◆ **SOURCE**:
* START *
Welsh Language Commissioner
- Formation: 2012
- Headquarters: Caernarfon
- Official language: Welsh
- Welsh Language Commissioner: Efa Gruffudd Jones
- Deputy Welsh Language Commissioner: Osian Llywelyn
- Parent organisation: Welsh Government
- Staff: 39.2 FTEs (2024-25)
- Website: https://www.welshlanguagecommissioner.wales

= Welsh Language Commissioner =

Welsh Government body for the Welsh language

The Welsh Language Commissioner (Comisiynydd y Gymraeg) is a Welsh Government officer, overseeing an independent advisory body of the same name. The position was created following the passing of the Welsh Language (Wales) Measure 2011, effective on 1 April 2012, replacing the Welsh Language Board, with the aim of promoting and facilitating the use of the Welsh language. This entails raising awareness of the official status of the Welsh language in Wales and by imposing standards on organisations. This, in turn, will lead to the establishment of rights for Welsh speakers.

According to the commissioner's website, there are two principles that underpin the work of the commissioner, namely:
- Welsh should not be treated less favourably than the English language in Wales
- People should be able to live their lives in Wales through the medium of Welsh if they so wish.
* END *
◆ **DATA EXTRACT**:
* START *
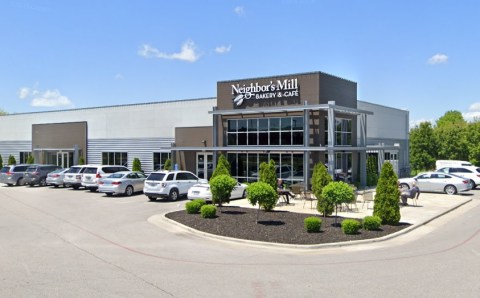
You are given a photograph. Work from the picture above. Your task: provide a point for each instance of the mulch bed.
* END *
◆ **JOB 1**: In the text on the Welsh Language Commissioner, which body did the commissioner's position replace?
◆ **JOB 2**: Continue the text on the Welsh Language Commissioner past its final line.

◆ **RESULT 1**: The Welsh Language Board.

◆ **RESULT 2**:
The commissioner's work is politically independent, and the position of a commissioner lasts seven years.

== The commissioner's role ==
The commissioner may do anything they consider appropriate to:
- Promote the use of Welsh
- Facilitate the use of Welsh
- Work towards ensuring that Welsh is treated no less favourably than English.

This includes promoting opportunities to use Welsh and encourage best practice in the use of Welsh by people dealing with other persons, or providing services to other persons. Areas of their work also include legal issues, preparing and publishing reports, research, educational activities and written recommendations to ministers of the Government of Wales. The commissioner can also give advice to people.

== Commissioners ==
- Meri Huws (2012–2019)
- Aled Roberts (2019–2022)
- Efa Gruffudd Jones (2023–present)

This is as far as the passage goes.